È dunque l’articolazione delle pratiche di governo, che si declinano su scale differenziate di pressione, l’approccio che ci può aiutare a individuare le modalità di spossessamento in atto, modalità che incontrano nello stato di crisi uno degli strumenti più decisivi di frantumazione del sociale. Queste strategie necessitano anche di una nuova organizzazione spaziale in cui l’accaparramento dei suoli diviene sempre più espressione di una contesa che individua nello spazio, nella disponibilità di questo, l’indicatore e dunque il valore, all’interno del quale far rientrare tutti i bisogni e i diritti fondamentali di vita, mercificandone così la valenza.
Nel diritto allo spazio, inteso nella sua complessità, possiamo individuare in modo inequivoco il prodursi di processi di spoliazione che sottraggono (sia nel caso dell’azione pubblica che privata) le condizioni immediate di esistenza soggettiva e oggettiva. Lo spazio viene descritto da tutta una serie di processi speculativi che ne sottolineano la destinazione quasi sempre transitoria, così come appaiono transitorie le condizioni di vita che vi si spendono. Ora, questa transitorietà lungi dall’essere casuale è invece il dispositivo materiale immediato capace di indicare le linee di tendenza delle procedure alienanti del Moderno.
------------------------
*Consegna 1*
Copia dall'estratto sullo spossessamento il tratto che va da "Nel diritto allo" fino a "alienanti del Moderno.".
*Consegna 2*
In base all'estratto sullo spossessamento, spiega in una-tre frasi perché la transitorietà dello spazio non va considerata casuale.
*Consegna 3*
Secondo l'estratto sullo spossessamento, che cosa rappresenta lo stato di crisi per le modalità di spossessamento in atto?
Le righe riportate più avanti non sono necessarie.

*Materiale fornito*
------------------------
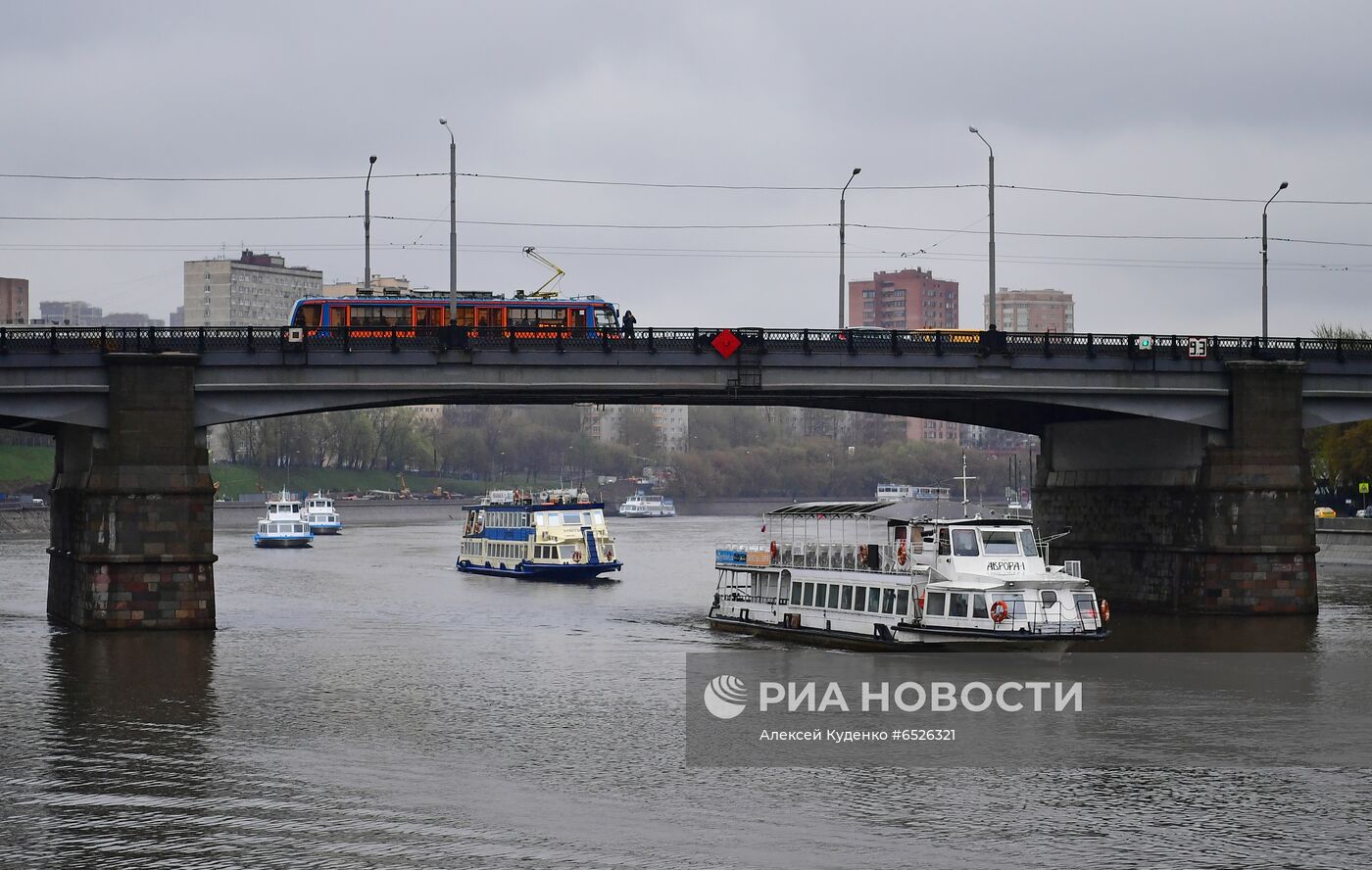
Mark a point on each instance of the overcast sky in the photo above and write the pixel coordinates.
(1177, 99)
------------------------
*Soluzione 1*
Nel diritto allo spazio, inteso nella sua complessità, possiamo individuare in modo inequivoco il prodursi di processi di spoliazione che sottraggono (sia nel caso dell’azione pubblica che privata) le condizioni immediate di esistenza soggettiva e oggettiva. Lo spazio viene descritto da tutta una serie di processi speculativi che ne sottolineano la destinazione quasi sempre transitoria, così come appaiono transitorie le condizioni di vita che vi si spendono. Ora, questa transitorietà lungi dall’essere casuale è invece il dispositivo materiale immediato capace di indicare le linee di tendenza delle procedure alienanti del Moderno.

*Soluzione 2*
La transitorietà non è casuale perché costituisce il dispositivo materiale immediato capace di indicare le linee di tendenza delle procedure alienanti del Moderno.

*Soluzione 3*
Uno degli strumenti più decisivi di frantumazione del sociale.